After a sixth Men's Senior Football Championship title in a row for Dublin, there have been endless debate surrounding whether the GAA needs a new competition format.
Former Ireland basketball captain Timmy McCarthy, multisport Irish international Louise Galvin and sports commentator Dave McIntyre discussed the issue of the Gaelic Football Championship and the league on the Saturday Panel on Off The Ball.
The return to the old school, straight knockout format for the All-Ireland championship for 2020 divided opinions and made for a memorable run to the final in December.
McIntyre believed that it was a great one-off season, however he would like to see a return of the backdoor system when time allows.
“The fact that we were back to the old school knockout, there was something very special about that,” McIntyre said.
“There was obviously a very good reason that the GAA looked at the backdoor system. You don’t want teams training for nine months for one game.
“But ultimately, we ended up in the same place, and it did obviously trigger this debate to which there is probably not one solution, there are a whole multitude of factors will have to be played into any potential solution.
“People are worried about the way things are going with Dublin and the way the county system is being run overall.”
The GAA is open to innovation
For Galvin, 2020 proved that the GAA is open to explore new things, which can be further explored with a new format that expands the backdoor system.
“I am a fan of the backdoor system,” Galvin said. “I liked the concept of the Super 8s.
“What I am a fan of is trying things. I don’t think this idea of doing the same thing all the time because that is the way that it was always done; that is what I am not a fan of.”
She acknowledged the consternation caused by the introduction of the black card and the mark, however Galvin suggested that it showed a sense of innovation in the sport, which she likes.
“What I like is that we are trying to implement new rules to adapt to the game,” Galvin said.
“I think with the Super 8s, if Dublin are going to get beaten, and it has to happen at some point, it is not going to happen in Leinster I don’t think.
“So, if you are one of the other counties in Leinster, what hope have you got against Dublin if you draw them in the first round, second round, third round or fourth round?
“At least if you do have a backdoor system and you do meet a Dublin early days, you still get a bit of a run of trying to create some sort of level of achievement for that year.”
She suggested that an exploration of a similar format to the one used by basketball in Ireland could be just the thing to improve the competitiveness of all counties.
“In basketball there is a cup and a league, and they are run pretty much simultaneously over the season,” Galvin said.
“The cup is massive, and it is usually played off in January. It is knockout, but you have a league running all year long so that teams are still able to [play some matches].

Data records:
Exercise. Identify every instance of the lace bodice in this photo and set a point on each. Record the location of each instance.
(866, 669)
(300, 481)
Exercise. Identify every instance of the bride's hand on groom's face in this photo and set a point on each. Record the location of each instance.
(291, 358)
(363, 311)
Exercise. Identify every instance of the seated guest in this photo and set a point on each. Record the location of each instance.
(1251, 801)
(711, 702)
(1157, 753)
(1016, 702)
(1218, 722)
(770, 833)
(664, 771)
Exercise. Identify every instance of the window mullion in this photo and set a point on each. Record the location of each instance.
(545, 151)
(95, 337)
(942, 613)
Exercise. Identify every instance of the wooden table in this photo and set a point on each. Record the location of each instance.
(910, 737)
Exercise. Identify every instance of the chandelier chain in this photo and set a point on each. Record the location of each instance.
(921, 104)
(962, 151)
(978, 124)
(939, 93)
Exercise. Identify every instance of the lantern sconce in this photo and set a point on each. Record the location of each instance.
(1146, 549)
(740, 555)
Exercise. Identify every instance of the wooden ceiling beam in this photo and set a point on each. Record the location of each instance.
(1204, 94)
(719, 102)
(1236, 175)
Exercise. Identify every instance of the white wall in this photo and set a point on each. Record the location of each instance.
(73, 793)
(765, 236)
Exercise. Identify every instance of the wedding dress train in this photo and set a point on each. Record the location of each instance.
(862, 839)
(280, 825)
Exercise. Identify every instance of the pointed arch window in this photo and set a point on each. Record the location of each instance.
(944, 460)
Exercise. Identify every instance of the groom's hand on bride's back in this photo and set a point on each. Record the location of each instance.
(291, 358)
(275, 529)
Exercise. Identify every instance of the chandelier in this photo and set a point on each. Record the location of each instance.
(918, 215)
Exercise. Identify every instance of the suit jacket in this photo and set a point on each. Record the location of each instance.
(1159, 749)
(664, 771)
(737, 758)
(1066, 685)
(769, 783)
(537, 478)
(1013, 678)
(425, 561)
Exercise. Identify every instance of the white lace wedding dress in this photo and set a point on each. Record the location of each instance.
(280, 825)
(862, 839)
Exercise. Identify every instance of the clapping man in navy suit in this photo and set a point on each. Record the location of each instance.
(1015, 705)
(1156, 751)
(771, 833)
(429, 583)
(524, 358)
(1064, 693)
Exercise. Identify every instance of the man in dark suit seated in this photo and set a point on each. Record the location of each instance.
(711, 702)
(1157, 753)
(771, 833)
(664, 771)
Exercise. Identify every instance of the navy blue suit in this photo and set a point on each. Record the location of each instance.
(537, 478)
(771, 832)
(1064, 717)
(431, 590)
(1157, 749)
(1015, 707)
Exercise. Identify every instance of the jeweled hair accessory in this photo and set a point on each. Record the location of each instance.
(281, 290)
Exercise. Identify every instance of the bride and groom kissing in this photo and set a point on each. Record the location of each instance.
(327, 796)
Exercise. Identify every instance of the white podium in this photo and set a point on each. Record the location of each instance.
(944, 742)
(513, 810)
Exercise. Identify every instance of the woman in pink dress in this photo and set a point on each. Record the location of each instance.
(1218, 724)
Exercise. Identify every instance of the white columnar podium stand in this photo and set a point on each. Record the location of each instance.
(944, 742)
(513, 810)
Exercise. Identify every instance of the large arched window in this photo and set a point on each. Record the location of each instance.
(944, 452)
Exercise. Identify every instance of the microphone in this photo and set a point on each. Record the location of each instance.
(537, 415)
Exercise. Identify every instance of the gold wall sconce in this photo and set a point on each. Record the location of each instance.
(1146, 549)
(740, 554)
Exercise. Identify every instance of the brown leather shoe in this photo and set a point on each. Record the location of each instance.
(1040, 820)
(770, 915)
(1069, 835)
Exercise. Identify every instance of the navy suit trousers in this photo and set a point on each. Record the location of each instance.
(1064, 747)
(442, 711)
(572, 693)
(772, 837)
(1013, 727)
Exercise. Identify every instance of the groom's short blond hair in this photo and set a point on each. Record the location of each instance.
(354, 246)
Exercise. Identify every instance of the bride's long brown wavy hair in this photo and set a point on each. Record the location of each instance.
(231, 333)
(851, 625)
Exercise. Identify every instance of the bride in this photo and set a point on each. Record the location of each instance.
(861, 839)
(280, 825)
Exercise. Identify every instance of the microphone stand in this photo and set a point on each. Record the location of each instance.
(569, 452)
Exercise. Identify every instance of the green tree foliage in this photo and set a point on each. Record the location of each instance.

Study questions:
1) In the article on Gaelic football's championship format, which sport does Louise Galvin point to as a model for running a cup and a league at the same time?
2) Continue the article on Gaelic football's championship format from its last sentence.

Responses per task:
1) Basketball in Ireland.

2)
“Once you are knocked out of the cup, even though it is your championship, you still have a league for another three months.
“I think if you are playing a league early in the year, and then you are going into the knockout at the best time of the year weather wise
“When teams should be really hitting form, and then are knocked out at the first stage and are not playing again until they start training in November for league again, which is meant to be the second competition. I don’t think that is a good format.
“It certainly worked this year with COVID and the shortened timescale, but I think overall I am not necessarily a fan [of straight knockouts].”
Would a plate system work for the ‘weaker’ teams?
McCarthy agreed with Galvin, suggesting that the GAA could go further than simply running the league and championship concurrently.
“I loved the championship, I thought the knockouts were brilliant this year,” McCarthy said.
“But I do believe that we should try something. We have a league in GAA that is only used really to get ready for the championship, and that is the failing.
“The real failing here is that the reason we have backdoors is they are supposed to give the weaker teams a second chance, even though the backdoor has always favoured the strong teams who have been caught one day.
“I have always felt that we should make the league and championship seamless, where everybody plays in the league like your Super 8s, but it is over the entire season, and then the top teams get to the knockout.
“You could have the top two teams in each of the eight groups if you take 32 or 34 teams, playing in the league situations, and the top two go on to the knockout championship, which we will call the All-Ireland championship.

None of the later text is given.